Required work:
No line before the one containing "Where can you spot the paper" is to be output; retype exactly that line and all lines that follow it to the end of the records.

Entries provided:
- - -
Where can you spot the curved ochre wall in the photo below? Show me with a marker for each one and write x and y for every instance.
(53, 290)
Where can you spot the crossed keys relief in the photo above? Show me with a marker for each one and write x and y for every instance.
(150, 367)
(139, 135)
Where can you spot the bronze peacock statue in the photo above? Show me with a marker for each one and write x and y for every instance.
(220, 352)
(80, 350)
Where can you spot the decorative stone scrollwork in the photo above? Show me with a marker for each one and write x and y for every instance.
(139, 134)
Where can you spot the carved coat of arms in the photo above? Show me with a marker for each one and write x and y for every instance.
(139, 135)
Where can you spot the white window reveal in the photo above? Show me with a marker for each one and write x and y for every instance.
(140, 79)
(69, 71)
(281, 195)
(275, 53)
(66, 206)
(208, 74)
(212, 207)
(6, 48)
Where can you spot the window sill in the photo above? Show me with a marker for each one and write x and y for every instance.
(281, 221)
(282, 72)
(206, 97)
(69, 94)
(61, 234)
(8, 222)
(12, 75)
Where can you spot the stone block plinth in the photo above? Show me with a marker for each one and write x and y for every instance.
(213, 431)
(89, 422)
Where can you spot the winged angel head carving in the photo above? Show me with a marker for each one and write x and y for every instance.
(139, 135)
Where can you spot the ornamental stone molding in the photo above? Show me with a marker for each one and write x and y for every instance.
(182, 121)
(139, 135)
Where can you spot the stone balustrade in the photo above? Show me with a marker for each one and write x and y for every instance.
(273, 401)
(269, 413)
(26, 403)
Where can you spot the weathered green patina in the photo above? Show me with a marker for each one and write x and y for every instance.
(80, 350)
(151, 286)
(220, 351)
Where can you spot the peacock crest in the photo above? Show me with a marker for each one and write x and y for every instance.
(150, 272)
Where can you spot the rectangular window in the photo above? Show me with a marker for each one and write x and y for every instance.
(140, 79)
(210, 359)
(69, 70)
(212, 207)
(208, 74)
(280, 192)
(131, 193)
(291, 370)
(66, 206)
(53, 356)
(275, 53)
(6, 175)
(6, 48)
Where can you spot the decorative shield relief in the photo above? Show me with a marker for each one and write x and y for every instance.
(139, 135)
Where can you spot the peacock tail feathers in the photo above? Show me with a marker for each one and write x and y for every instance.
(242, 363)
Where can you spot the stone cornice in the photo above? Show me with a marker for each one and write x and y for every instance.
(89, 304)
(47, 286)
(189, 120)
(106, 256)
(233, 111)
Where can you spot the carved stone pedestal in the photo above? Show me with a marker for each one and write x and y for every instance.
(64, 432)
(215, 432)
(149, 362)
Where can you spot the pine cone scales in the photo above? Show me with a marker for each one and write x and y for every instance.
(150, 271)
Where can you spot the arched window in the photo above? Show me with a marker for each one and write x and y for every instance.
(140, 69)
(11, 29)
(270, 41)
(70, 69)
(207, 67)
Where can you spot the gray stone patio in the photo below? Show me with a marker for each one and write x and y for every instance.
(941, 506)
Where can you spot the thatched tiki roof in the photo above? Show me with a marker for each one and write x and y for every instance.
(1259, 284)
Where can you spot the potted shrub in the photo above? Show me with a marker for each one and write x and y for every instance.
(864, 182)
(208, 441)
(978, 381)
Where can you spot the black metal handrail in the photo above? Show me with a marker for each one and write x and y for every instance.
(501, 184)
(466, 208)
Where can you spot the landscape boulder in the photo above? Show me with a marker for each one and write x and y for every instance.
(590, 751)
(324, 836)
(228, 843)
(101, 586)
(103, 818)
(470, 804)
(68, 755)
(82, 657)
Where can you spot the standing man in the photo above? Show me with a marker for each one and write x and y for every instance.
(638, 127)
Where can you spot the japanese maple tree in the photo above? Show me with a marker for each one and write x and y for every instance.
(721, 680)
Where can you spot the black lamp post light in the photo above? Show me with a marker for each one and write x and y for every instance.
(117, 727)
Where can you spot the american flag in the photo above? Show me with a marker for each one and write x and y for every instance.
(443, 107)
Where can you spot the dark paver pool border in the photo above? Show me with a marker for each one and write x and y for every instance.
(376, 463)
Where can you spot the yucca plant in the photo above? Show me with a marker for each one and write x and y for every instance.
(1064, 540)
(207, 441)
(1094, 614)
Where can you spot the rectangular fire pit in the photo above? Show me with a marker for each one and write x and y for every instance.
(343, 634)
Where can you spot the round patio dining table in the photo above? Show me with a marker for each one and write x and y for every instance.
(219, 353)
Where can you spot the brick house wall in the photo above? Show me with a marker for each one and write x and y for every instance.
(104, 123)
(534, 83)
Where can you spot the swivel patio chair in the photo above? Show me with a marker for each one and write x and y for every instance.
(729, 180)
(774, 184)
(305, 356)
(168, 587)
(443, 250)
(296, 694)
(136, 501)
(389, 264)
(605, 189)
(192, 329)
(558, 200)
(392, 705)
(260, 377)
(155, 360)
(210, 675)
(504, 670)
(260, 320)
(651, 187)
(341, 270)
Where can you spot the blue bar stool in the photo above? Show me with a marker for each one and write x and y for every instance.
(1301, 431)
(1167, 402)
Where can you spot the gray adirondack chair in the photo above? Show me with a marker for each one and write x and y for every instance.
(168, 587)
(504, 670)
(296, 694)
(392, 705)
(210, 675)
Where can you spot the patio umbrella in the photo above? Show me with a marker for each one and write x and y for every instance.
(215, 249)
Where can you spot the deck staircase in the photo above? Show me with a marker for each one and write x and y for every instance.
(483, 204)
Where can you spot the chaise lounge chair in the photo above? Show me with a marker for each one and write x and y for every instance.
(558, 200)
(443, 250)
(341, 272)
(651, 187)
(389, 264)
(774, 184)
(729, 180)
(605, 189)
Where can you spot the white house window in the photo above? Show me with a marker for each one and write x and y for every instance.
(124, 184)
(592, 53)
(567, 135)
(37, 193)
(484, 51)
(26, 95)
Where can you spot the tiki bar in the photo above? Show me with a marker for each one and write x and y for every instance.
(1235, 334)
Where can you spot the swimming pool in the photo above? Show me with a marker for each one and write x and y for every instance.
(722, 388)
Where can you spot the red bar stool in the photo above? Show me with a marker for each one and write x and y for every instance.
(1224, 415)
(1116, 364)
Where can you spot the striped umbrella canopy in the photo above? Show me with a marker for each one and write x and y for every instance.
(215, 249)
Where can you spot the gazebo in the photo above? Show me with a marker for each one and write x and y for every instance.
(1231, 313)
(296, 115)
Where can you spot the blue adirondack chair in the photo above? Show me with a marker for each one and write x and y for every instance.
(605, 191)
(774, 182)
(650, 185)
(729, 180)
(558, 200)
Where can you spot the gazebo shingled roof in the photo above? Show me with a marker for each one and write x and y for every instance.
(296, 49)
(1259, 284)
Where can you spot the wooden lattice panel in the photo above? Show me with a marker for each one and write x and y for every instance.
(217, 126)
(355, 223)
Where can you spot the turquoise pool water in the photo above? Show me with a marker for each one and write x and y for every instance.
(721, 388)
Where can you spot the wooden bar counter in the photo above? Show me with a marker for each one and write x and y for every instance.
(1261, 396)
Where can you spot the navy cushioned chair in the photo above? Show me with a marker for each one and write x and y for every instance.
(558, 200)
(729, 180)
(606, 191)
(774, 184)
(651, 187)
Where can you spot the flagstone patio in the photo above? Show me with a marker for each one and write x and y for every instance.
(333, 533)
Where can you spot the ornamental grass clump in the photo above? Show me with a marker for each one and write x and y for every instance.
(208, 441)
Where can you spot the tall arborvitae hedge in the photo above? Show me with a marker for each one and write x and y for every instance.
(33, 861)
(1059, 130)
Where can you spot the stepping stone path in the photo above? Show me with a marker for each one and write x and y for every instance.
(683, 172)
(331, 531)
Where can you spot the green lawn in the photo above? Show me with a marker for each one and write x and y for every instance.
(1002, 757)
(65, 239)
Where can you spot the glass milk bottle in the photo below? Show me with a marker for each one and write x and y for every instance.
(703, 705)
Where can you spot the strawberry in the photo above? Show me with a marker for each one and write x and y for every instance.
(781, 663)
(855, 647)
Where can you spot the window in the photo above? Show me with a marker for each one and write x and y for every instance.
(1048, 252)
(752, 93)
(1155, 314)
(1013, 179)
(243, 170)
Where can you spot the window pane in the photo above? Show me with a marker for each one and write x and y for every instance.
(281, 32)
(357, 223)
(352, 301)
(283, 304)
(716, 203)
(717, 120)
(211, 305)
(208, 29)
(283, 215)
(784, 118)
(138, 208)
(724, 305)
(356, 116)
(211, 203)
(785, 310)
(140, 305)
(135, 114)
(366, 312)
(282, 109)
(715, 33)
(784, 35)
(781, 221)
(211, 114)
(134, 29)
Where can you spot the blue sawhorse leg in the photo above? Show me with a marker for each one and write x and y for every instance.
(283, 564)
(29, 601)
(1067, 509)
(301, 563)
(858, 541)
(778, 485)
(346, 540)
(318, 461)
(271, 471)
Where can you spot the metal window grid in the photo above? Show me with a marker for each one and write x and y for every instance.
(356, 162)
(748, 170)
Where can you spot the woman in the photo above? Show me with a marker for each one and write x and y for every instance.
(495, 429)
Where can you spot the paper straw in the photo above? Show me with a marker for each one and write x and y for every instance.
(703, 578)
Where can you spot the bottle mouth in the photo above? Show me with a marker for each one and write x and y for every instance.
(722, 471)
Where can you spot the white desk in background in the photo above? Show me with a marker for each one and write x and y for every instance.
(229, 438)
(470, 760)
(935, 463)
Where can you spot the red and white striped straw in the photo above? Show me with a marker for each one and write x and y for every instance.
- - -
Answer to the exercise:
Where can you spot the paper straw in the photo above? Show me with a marker for each one and write x and y for every instance.
(703, 578)
Where can you spot the bottle mouth in the photo above? Show me with a marker for each one and write x and y for every instance.
(722, 471)
Where can you spot the white desk in background in the photo above? Show me with a marker for each one and write x and y for every instance.
(229, 438)
(470, 760)
(935, 463)
Where can you spot the red and white striped straw in the photo above? Show me with a marker for each one and write x and y for every instance.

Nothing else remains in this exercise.